(EXERCISE AIM) Exactly as written, transcribe the lines that run from the one containing "Could you point to the white martial arts pants" to the end of the records below.

(Collected data)
---+---
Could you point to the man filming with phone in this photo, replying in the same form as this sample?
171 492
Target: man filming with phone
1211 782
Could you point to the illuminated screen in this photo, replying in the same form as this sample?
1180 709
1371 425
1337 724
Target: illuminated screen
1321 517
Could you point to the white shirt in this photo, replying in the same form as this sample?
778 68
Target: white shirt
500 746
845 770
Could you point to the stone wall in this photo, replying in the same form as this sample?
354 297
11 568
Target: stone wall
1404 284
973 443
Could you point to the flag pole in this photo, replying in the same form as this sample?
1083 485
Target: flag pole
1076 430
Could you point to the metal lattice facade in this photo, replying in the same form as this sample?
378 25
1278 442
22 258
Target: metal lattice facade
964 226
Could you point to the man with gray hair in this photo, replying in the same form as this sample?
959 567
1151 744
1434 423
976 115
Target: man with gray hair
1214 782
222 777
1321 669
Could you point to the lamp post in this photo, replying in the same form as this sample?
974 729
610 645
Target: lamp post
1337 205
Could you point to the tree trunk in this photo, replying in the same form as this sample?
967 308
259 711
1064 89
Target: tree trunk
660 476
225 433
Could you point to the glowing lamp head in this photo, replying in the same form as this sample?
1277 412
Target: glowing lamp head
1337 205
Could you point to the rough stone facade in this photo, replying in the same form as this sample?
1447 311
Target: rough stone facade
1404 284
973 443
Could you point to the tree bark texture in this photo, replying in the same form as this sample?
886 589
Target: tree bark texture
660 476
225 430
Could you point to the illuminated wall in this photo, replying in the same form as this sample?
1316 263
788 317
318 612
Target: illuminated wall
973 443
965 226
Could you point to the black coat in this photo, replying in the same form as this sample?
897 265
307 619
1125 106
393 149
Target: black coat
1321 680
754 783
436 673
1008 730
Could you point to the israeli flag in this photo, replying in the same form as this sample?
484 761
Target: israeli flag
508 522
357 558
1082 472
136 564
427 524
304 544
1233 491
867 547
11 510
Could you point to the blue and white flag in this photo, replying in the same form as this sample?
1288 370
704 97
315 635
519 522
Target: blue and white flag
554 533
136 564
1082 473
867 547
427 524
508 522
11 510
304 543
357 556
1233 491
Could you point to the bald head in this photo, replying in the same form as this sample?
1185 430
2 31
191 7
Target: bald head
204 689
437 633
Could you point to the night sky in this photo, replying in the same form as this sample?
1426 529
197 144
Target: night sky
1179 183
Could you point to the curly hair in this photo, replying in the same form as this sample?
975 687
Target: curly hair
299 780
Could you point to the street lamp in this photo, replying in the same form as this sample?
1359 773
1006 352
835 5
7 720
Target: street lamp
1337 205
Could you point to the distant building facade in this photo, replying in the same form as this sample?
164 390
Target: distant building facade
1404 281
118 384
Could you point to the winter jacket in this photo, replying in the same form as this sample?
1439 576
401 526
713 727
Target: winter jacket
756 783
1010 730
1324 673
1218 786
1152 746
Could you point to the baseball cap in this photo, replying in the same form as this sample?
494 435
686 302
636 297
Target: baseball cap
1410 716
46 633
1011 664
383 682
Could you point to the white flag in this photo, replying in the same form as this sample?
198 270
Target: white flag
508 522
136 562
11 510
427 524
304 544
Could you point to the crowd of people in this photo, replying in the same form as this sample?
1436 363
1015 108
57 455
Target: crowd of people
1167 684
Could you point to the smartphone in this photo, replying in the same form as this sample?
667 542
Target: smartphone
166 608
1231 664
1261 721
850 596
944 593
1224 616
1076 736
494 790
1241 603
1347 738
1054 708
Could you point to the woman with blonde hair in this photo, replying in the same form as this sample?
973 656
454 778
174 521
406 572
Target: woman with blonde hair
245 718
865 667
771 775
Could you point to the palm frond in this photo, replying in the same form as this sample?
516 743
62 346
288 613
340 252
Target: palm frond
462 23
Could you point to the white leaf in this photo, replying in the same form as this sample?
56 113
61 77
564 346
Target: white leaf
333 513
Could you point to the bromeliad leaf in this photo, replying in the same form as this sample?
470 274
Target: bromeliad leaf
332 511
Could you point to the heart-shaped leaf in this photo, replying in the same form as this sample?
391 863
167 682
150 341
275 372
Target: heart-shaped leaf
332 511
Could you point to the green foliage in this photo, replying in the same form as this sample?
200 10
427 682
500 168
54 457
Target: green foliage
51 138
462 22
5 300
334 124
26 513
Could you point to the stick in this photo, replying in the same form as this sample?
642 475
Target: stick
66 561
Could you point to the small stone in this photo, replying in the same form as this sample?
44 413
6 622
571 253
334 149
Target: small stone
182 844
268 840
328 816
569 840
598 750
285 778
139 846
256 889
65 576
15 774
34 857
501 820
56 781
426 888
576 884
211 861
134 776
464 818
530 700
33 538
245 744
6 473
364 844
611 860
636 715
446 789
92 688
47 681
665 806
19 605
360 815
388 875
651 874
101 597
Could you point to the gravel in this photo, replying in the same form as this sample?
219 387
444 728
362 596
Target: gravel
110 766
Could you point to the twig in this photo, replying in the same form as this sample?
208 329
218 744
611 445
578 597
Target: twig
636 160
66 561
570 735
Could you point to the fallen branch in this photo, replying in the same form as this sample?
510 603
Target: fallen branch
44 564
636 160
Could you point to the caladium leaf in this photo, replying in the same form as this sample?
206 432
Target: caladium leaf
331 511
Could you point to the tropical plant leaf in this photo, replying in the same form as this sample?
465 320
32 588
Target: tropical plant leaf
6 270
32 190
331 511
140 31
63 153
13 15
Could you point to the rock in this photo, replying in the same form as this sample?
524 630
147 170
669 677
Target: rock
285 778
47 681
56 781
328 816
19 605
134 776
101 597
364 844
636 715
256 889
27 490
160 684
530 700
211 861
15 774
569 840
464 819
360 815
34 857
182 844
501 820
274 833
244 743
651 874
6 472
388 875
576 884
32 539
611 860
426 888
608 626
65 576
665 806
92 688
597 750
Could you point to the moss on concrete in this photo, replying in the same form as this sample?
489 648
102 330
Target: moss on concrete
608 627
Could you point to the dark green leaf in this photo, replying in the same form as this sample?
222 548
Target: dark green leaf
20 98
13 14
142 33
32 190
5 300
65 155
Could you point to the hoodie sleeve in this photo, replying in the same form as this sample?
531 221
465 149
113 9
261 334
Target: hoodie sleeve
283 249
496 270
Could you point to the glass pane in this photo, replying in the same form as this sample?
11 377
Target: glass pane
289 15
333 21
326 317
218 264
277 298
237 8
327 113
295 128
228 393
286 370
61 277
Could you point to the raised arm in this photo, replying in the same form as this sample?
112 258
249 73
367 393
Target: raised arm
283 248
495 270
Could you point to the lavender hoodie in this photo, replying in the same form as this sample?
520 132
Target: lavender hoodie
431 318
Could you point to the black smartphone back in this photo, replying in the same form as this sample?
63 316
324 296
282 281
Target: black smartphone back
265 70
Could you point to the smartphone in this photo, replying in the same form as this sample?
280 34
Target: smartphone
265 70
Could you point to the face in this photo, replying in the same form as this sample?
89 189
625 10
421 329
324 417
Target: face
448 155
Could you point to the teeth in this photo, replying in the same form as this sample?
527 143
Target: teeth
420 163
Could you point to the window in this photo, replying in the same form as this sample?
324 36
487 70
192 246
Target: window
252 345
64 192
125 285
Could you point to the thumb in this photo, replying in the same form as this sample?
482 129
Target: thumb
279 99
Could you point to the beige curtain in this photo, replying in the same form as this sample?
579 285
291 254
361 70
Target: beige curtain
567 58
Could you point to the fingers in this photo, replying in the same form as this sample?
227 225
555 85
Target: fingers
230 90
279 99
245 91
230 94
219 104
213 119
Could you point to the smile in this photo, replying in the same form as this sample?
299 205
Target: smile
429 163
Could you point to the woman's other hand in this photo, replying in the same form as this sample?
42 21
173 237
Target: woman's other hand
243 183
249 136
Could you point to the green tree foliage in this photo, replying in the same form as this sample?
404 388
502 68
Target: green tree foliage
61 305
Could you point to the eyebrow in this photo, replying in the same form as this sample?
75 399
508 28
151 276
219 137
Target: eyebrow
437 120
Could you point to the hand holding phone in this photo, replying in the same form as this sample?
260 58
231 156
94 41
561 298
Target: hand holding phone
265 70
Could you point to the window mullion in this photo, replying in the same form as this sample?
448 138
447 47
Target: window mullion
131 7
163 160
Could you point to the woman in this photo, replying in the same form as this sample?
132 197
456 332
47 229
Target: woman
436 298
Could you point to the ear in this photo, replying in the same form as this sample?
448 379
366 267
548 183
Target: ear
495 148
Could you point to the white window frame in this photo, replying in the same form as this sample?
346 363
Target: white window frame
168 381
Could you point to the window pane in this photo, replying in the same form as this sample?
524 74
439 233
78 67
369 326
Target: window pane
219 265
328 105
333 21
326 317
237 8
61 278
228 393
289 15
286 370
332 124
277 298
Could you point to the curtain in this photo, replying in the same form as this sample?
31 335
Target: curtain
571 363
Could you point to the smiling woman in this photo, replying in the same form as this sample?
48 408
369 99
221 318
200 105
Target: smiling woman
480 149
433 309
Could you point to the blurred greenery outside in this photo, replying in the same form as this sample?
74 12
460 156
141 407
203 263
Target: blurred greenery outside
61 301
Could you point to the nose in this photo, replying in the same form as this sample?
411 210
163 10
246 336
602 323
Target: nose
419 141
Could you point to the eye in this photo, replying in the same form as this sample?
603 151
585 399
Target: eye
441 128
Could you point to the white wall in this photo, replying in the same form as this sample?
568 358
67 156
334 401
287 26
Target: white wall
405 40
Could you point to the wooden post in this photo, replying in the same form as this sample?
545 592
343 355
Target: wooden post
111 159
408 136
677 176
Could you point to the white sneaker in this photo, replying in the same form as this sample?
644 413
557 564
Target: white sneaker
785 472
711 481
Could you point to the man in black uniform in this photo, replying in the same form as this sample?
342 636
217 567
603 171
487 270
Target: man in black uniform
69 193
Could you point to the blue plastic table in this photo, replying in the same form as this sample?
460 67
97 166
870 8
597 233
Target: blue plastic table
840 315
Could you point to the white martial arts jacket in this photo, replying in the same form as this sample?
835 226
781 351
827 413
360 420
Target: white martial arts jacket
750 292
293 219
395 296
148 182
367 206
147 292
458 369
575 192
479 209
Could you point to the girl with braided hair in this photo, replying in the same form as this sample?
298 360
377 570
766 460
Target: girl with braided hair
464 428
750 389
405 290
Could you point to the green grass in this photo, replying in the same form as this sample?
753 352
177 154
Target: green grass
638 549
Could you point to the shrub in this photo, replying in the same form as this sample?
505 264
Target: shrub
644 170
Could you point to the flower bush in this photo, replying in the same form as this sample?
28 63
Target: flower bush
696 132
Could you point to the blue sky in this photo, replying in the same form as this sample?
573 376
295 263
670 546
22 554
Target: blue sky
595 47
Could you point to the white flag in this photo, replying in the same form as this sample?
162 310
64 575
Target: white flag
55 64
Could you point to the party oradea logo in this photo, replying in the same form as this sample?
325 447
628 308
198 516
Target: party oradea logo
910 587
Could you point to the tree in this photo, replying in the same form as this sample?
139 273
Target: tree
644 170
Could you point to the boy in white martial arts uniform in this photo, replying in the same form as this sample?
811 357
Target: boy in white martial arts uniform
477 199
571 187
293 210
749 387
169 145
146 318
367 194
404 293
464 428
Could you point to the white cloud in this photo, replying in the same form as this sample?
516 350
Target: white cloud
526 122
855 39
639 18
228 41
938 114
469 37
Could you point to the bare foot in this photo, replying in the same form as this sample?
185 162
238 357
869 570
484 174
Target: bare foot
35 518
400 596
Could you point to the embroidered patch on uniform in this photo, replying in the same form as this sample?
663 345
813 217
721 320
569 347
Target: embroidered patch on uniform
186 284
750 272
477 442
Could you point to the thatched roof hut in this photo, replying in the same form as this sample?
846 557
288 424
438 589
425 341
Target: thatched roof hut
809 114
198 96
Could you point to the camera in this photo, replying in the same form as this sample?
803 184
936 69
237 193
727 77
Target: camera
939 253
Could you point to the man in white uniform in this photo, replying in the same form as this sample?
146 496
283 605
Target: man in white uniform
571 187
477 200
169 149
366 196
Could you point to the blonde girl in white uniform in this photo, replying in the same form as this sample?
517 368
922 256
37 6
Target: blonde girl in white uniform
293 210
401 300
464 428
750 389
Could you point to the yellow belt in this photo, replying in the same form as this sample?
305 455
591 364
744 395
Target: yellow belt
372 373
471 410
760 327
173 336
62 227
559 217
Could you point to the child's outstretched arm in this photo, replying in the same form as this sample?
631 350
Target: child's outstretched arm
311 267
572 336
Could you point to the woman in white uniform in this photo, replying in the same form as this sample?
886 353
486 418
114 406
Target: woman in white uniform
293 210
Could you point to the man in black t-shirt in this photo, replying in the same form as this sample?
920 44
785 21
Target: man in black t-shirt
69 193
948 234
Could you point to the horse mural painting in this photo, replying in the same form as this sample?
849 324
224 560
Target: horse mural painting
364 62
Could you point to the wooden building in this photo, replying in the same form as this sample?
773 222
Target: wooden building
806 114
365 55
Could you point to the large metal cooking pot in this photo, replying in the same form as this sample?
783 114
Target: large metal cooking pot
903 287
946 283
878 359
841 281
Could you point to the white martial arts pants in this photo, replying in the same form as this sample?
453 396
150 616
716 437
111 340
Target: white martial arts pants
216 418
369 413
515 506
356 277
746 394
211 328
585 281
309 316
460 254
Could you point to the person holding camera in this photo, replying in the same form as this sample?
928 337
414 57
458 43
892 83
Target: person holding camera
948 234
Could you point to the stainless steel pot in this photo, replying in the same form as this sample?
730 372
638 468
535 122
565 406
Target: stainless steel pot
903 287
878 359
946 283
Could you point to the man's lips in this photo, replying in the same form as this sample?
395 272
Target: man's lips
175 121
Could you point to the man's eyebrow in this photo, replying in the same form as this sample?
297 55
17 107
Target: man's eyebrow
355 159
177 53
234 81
---+---
(RESPONSE FOR THIS EXERCISE)
Could you point to the white martial arts pants in this photo, replying in the same form as this sample?
453 396
150 616
716 437
111 340
Target: white martial arts pants
216 418
369 413
515 506
356 277
746 394
211 328
585 281
309 316
460 254
Could you point to the person holding camera in this photo, replying in the same form as this sample?
928 337
414 57
458 43
892 83
Target: person holding camera
948 234
Could you point to the stainless steel pot in this photo, replying in the same form as this sample?
730 372
638 468
535 122
565 406
Target: stainless steel pot
903 287
878 359
946 283
Could you point to the man's lips in this photo, replying in the same form as this sample?
395 272
Target: man's lips
175 121
Could you point to the man's eyebrow in this photo, replying in the same form as this sample?
297 55
17 107
Target: man's eyebrow
355 159
177 53
234 81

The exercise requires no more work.